### Instruction:
Transcribe the passage of the article about scholars seeking publishing advice from campus libraries that opens with the words containing "How much of his" and closes with "themselves tripping over.".

### Text segment:
Monday, November 24, 2008

Print: For Advice on Publishing in the Digital World, Scholars Turn to Campus Libraries - Chronicle.com

Print: For Advice on Publishing in the Digital World, Scholars Turn to Campus Libraries - Chronicle.com 

For Advice on Publishing in the Digital World, Scholars Turn to Campus Libraries

By JENNIFER HOWARD

"Rapidly changing" is the term most often used these days to describe the landscape of scholarly communication. Scholars have to clear new and higher hurdles as they bump up against copyright and fair-use issues, open-access mandates, and a baffling array of publication and dissemination models.

How much of his own published work can a scholar post on a personal Web site without raising his publisher's ire? How much of someone else's work can he use in his course pack without trampling on fair use and risking a fine or legal action? How does a researcher upload her work to her institution's repository, and are there consequences if she opts out? Those are just some of the questions that professors may find themselves tripping over.

### Supplied entries:
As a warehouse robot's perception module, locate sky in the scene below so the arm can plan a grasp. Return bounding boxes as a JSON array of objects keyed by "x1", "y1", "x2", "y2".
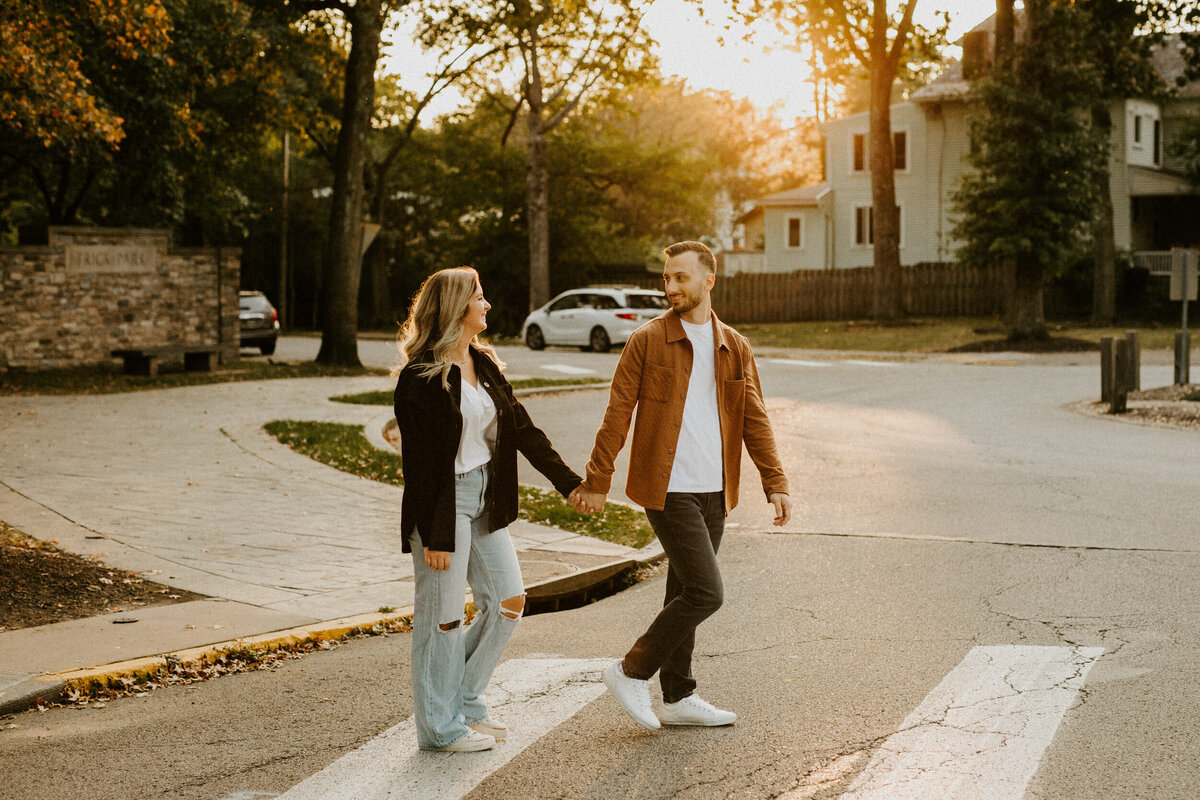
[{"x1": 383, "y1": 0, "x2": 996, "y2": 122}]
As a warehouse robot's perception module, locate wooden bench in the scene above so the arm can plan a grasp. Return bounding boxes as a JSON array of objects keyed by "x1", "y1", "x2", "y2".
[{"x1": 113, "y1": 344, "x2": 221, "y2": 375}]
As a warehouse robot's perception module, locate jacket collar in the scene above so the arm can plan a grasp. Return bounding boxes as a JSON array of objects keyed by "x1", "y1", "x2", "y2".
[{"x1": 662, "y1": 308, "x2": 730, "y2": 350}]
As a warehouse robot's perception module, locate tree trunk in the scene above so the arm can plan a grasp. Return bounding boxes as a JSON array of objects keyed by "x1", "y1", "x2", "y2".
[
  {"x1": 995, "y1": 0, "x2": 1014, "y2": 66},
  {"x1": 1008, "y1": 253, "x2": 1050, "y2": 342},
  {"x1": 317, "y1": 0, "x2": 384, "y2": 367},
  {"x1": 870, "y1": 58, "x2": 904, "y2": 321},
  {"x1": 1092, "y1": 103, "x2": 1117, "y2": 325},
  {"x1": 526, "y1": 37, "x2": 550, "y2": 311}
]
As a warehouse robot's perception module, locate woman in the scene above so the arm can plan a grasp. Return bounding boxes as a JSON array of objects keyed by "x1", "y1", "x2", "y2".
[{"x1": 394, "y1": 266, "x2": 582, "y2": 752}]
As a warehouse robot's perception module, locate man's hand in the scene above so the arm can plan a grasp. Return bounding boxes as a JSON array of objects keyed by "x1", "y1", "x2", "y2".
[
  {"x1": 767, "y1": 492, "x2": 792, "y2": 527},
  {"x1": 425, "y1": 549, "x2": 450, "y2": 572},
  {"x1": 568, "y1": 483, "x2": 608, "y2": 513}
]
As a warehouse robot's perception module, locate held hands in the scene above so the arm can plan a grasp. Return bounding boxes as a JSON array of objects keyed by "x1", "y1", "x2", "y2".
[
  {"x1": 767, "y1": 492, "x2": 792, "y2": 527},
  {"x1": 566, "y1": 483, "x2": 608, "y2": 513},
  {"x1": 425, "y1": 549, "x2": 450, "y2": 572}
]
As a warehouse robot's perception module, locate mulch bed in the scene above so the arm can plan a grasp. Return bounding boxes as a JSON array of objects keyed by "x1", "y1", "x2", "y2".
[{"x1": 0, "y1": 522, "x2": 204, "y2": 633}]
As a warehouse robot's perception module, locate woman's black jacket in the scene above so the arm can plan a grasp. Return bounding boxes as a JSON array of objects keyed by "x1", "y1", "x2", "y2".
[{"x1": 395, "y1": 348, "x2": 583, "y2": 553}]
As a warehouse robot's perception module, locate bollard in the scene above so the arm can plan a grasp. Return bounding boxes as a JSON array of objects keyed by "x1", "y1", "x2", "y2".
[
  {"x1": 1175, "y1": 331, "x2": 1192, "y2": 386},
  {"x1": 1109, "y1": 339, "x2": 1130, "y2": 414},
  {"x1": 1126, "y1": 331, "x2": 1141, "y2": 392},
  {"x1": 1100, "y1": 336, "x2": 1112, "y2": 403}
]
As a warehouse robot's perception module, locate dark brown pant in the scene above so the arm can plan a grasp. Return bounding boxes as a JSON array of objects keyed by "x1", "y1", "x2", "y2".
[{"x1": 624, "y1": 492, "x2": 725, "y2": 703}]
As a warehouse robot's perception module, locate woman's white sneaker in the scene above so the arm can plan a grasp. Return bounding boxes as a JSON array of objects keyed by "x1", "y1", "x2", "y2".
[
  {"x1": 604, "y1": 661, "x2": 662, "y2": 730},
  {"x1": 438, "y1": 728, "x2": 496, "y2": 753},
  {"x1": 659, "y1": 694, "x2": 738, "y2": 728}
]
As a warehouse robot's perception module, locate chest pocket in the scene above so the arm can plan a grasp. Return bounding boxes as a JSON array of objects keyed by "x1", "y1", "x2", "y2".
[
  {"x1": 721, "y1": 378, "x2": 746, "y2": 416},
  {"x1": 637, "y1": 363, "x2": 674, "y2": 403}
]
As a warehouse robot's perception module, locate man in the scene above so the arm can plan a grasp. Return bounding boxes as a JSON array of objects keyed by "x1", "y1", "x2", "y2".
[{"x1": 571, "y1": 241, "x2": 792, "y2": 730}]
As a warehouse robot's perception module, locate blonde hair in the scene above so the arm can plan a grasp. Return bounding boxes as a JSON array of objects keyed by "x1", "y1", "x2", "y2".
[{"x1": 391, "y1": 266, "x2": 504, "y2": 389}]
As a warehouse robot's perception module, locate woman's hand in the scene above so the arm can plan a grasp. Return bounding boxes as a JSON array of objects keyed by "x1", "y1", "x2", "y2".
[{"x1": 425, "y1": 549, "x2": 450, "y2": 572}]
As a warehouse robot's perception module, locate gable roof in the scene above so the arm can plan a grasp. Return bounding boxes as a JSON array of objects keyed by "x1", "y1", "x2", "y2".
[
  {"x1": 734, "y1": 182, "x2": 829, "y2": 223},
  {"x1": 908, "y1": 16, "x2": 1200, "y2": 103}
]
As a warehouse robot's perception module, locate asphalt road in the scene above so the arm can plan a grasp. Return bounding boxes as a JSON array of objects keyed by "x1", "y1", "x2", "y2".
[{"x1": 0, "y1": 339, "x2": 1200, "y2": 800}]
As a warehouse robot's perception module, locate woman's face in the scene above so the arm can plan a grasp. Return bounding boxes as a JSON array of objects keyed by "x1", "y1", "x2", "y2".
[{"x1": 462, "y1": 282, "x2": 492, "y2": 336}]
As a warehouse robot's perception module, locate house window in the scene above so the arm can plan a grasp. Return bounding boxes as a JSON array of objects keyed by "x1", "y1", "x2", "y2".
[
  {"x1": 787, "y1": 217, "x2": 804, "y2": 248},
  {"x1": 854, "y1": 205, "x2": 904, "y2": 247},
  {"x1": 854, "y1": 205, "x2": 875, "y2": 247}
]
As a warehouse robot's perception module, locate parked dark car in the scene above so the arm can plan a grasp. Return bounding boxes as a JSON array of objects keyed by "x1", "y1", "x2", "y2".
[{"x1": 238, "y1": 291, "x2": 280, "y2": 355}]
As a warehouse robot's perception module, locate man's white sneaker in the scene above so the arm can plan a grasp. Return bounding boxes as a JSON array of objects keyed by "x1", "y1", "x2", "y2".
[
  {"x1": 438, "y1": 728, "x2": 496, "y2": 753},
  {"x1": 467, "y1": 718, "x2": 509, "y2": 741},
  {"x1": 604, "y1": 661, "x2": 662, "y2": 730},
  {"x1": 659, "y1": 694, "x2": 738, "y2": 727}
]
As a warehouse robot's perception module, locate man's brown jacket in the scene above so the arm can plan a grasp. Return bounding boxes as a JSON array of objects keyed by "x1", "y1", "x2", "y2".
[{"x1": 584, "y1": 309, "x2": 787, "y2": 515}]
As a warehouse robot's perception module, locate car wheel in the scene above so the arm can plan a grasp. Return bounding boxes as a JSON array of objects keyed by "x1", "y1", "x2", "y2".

...

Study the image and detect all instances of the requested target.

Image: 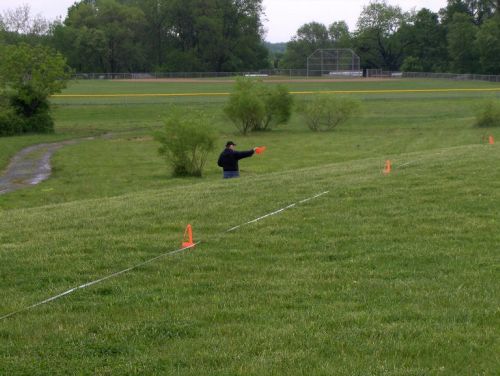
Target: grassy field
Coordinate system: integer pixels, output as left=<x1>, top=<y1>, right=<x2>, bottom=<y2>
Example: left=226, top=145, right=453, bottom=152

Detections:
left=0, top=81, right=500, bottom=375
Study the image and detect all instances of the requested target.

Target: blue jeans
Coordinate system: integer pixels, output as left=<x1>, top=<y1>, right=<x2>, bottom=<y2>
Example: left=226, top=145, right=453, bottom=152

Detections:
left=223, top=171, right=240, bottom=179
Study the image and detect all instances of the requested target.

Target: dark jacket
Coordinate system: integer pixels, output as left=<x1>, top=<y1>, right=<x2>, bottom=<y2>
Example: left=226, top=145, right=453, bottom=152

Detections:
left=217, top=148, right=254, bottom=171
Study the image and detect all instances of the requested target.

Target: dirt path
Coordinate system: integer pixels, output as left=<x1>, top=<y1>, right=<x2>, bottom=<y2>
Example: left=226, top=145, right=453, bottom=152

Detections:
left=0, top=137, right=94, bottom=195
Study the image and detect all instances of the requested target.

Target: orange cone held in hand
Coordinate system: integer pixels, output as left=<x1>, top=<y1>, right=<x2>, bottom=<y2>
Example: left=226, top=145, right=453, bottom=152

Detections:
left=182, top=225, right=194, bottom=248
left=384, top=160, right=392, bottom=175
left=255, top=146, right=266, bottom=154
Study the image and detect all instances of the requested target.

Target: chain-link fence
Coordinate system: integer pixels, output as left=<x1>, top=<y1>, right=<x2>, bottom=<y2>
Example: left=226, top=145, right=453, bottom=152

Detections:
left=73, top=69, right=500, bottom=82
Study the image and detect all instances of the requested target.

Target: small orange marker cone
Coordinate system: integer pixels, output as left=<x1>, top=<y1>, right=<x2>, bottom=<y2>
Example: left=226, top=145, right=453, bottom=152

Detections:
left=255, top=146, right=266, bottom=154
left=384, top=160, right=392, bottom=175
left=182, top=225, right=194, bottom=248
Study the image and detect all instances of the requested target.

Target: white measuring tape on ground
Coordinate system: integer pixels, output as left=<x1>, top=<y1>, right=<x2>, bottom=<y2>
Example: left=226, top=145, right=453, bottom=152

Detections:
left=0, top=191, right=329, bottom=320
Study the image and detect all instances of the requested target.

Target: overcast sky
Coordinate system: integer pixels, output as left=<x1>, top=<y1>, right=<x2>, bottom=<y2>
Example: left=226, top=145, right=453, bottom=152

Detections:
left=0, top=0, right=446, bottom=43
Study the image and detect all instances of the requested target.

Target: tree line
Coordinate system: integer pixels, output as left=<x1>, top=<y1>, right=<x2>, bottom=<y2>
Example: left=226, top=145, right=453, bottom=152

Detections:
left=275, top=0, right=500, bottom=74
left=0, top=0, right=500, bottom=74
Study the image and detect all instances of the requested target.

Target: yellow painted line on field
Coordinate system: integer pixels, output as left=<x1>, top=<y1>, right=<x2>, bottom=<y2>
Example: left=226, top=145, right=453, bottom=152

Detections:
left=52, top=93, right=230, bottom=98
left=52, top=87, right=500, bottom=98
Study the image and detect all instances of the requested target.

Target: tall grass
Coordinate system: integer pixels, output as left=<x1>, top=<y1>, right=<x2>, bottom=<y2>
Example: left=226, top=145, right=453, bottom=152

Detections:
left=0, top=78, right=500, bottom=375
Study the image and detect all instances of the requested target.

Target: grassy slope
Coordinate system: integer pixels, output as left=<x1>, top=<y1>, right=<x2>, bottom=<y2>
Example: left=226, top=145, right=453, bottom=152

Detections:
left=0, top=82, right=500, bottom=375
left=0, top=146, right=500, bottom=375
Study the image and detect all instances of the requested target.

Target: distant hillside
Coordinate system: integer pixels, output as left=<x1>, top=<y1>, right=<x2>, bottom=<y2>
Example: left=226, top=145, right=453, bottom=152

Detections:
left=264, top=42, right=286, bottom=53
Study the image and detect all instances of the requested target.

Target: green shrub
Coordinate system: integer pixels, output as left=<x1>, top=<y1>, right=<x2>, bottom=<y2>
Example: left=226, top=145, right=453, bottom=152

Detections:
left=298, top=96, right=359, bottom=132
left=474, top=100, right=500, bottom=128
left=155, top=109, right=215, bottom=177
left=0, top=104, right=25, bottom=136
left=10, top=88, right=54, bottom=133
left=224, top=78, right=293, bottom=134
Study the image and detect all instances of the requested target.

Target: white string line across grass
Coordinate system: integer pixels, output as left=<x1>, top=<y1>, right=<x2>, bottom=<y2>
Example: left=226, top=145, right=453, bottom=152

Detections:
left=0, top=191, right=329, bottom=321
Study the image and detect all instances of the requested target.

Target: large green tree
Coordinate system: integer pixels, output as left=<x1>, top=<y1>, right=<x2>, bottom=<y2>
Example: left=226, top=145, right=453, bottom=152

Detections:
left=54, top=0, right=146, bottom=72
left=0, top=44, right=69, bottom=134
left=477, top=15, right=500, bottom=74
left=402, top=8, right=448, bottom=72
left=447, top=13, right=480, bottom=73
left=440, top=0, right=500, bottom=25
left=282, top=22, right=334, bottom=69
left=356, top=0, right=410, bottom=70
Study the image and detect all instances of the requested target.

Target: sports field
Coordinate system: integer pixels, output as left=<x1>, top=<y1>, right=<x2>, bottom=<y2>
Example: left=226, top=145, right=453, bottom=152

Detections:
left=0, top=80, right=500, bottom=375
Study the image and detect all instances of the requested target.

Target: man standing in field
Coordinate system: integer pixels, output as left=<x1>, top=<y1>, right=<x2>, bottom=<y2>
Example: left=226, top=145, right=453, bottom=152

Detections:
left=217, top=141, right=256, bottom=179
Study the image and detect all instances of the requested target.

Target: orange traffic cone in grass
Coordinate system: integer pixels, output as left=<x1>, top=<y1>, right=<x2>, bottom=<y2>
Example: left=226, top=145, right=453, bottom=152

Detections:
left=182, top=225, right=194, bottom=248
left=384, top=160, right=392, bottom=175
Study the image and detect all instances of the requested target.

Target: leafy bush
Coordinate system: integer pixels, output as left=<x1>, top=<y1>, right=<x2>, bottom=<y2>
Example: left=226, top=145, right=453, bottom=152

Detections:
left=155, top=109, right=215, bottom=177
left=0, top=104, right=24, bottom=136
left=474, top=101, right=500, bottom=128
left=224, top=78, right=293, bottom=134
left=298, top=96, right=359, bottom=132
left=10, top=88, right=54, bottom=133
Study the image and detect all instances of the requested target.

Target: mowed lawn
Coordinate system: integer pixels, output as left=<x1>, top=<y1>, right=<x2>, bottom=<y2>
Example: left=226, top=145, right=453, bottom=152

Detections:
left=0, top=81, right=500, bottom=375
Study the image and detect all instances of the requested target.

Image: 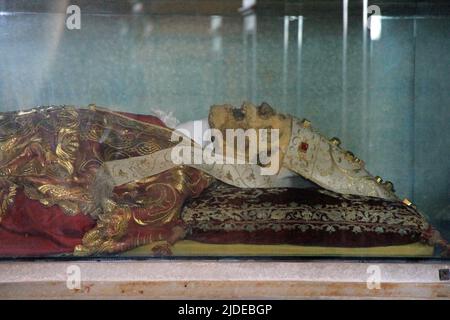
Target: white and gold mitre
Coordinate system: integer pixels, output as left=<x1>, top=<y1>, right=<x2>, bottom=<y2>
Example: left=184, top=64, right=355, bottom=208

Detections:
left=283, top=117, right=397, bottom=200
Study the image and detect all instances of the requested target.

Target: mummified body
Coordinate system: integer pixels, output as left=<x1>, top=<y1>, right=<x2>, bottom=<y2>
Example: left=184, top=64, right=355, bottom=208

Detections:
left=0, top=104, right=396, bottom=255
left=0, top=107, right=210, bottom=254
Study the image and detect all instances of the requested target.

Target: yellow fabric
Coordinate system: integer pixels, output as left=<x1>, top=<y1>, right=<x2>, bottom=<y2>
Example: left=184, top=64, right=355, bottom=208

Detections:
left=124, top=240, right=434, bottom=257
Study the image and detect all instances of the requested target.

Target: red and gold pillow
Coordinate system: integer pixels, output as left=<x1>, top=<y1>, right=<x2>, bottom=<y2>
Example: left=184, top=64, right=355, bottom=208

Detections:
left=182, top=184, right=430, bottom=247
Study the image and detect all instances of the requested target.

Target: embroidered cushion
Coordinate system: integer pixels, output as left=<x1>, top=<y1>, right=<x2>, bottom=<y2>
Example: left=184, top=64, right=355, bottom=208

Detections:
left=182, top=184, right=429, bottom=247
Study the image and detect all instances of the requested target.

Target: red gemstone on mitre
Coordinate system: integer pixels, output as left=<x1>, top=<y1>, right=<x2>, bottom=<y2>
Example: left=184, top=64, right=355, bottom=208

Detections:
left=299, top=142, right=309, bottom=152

### Final result:
How much of his own published work can a scholar post on a personal Web site without raising his publisher's ire? How much of someone else's work can he use in his course pack without trampling on fair use and risking a fine or legal action? How does a researcher upload her work to her institution's repository, and are there consequences if she opts out? Those are just some of the questions that professors may find themselves tripping over.